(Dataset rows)
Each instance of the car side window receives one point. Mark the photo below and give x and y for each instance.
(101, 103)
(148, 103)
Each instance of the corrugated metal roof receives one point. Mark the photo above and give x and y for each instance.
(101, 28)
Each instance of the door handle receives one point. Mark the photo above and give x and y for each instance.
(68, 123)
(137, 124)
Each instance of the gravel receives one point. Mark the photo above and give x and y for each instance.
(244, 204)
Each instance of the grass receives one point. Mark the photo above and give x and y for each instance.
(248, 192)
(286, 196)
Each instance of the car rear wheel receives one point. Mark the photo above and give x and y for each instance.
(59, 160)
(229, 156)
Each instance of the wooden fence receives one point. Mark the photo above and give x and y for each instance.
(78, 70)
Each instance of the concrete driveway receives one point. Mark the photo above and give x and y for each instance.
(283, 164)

- [Task instructions]: Repeat every one of the lines above verbatim, from the first through the last.

- [Correct response]:
Each instance of the car side window receives one point. Mark the photo below and give x and y for each instance.
(101, 103)
(148, 103)
Each instance of the corrugated metal roof receives one point. Mark the photo above and give x and y for each instance.
(101, 28)
Each instance of the door handle receives one point. Mark the photo above and give x and y for each instance.
(68, 123)
(137, 124)
Each instance of the gravel receives one point. Mark the photo above and give x and y for each instance.
(244, 204)
Each instance of the grass receives one point. Mark the photo above and give x and y for each instance.
(248, 192)
(286, 196)
Each instance of the car rear wheel receives one point. Mark the photo above and give x and y for each instance.
(59, 160)
(229, 156)
Each instance of the wooden fence receives one point. Mark the photo above and give x and y for each instance.
(78, 70)
Each instance of the concrete driveway receives one point. Mark the photo above and give x and y for each instance.
(283, 164)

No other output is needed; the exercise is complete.